You might wonder, why are salmon wise? Their ability to return to their birthplace to spawn may have given rise to the idea that they had special knowledge. Their travelling between salt and fresh water shows an adaptability most fish don’t have, and their jumping (immortalized in the Celtic warrior’s salmon leap) is impressive, and gives them their English name (from Latin salire, to jump).
The original wise salmon (Irish bradán feasa) lived in the well of Segais, living off the hazelnuts dropped by the nine trees that circled it. These nuts caused little bubbles of inspiration to rise as they fell into the water, and anyone who ate the nuts or the salmon would be instantly enlightened. (The Shannon version has a rowan-tree, with the salmon eating its berries, and becoming red-spotted as well as wise.)
Two different, but similar stories make this well the source of the Boyne or the Shannon. In each case the waters rose from the well to punish a woman presumptuous enough to challenge the taboo against any female approaching it.
The better-known version tells how the cow-goddess Boand was drowned by the waters, after she defied her husband Nechtan, who kept the well. The salmon, sometimes called Fintan, got out into the river, and was later caught by Finn mac Cool while he served the seer Finn Eces. (Beresford Ellis: 184-5)
——————
§ **SET TASK**
Copy out the wise salmon passage above word for word, from its first line to its last.

§ **DATASET EXTRACT**
——————
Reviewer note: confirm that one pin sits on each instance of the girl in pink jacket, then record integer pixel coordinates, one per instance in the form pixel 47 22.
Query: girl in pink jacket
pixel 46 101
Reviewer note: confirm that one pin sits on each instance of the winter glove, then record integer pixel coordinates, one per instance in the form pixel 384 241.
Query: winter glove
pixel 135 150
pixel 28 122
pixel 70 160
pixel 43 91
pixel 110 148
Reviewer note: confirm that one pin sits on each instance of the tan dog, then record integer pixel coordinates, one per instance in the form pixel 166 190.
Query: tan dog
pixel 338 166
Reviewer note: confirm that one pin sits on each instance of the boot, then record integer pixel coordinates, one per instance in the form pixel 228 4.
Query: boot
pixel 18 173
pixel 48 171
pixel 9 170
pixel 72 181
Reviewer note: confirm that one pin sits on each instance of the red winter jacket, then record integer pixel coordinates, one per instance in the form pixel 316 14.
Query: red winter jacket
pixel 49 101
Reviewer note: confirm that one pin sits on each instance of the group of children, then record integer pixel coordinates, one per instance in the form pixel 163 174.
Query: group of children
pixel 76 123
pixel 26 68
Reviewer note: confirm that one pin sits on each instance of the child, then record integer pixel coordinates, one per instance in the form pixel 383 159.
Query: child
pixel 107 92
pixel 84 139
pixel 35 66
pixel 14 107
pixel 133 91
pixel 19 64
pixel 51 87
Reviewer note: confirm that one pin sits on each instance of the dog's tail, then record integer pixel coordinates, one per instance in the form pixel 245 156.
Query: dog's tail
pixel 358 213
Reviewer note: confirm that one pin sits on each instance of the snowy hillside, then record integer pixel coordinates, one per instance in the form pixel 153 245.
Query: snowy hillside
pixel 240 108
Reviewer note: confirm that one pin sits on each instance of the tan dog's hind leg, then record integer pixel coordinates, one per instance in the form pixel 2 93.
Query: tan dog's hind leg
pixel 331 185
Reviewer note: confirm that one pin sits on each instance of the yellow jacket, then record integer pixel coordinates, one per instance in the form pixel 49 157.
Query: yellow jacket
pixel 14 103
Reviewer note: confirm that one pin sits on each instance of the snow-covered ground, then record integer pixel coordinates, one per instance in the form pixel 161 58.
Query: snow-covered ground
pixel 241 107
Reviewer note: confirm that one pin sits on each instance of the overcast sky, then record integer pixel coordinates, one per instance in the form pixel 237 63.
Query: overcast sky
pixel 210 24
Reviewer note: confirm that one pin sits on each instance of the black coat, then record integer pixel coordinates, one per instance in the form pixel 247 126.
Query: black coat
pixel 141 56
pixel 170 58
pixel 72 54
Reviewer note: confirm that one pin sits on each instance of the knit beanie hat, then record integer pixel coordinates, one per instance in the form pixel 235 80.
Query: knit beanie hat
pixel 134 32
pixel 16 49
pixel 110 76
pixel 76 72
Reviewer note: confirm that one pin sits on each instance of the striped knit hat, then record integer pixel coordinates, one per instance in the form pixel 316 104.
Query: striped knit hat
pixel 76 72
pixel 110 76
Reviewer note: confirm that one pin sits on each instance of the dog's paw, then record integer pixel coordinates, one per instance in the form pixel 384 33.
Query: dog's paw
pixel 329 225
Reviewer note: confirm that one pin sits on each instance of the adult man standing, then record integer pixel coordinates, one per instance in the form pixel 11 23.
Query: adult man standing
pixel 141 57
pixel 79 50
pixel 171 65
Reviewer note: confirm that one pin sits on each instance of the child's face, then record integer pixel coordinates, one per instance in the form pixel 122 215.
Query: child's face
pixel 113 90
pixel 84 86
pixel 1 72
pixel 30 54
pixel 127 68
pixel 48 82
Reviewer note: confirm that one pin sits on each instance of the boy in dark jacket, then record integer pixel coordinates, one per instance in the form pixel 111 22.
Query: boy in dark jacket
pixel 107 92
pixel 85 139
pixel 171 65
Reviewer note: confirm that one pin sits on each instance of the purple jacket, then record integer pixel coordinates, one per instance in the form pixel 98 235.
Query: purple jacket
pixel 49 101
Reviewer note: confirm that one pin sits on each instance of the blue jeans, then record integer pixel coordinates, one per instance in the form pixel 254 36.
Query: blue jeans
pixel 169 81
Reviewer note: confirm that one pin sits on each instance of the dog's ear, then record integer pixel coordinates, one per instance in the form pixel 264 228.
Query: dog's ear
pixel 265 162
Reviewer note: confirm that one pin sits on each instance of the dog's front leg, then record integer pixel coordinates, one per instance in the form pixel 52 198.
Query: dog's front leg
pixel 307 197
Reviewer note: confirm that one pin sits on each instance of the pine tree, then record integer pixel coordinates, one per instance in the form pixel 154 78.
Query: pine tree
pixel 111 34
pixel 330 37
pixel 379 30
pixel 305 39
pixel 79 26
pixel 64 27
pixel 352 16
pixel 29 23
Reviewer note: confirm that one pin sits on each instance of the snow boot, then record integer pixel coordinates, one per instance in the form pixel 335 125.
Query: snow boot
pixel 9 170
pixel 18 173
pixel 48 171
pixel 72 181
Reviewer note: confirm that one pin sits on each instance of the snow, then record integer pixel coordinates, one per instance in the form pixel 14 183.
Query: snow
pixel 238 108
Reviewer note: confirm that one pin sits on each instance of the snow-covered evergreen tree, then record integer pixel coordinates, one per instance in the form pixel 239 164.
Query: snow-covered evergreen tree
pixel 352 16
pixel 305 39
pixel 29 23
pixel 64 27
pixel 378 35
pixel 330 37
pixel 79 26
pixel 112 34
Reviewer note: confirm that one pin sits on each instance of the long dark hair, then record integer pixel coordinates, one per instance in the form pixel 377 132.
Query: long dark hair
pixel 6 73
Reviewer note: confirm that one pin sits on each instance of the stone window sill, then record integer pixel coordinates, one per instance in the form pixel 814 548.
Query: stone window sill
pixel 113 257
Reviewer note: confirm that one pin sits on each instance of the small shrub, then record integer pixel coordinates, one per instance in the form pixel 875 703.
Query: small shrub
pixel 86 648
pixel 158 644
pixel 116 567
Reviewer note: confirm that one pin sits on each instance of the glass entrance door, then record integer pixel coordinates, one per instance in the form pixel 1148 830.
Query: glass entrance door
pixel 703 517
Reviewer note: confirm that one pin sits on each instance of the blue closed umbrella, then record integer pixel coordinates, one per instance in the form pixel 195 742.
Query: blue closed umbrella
——————
§ **SOLVED EXERCISE**
You might wonder, why are salmon wise? Their ability to return to their birthplace to spawn may have given rise to the idea that they had special knowledge. Their travelling between salt and fresh water shows an adaptability most fish don’t have, and their jumping (immortalized in the Celtic warrior’s salmon leap) is impressive, and gives them their English name (from Latin salire, to jump).
The original wise salmon (Irish bradán feasa) lived in the well of Segais, living off the hazelnuts dropped by the nine trees that circled it. These nuts caused little bubbles of inspiration to rise as they fell into the water, and anyone who ate the nuts or the salmon would be instantly enlightened. (The Shannon version has a rowan-tree, with the salmon eating its berries, and becoming red-spotted as well as wise.)
Two different, but similar stories make this well the source of the Boyne or the Shannon. In each case the waters rose from the well to punish a woman presumptuous enough to challenge the taboo against any female approaching it.
The better-known version tells how the cow-goddess Boand was drowned by the waters, after she defied her husband Nechtan, who kept the well. The salmon, sometimes called Fintan, got out into the river, and was later caught by Finn mac Cool while he served the seer Finn Eces. (Beresford Ellis: 184-5)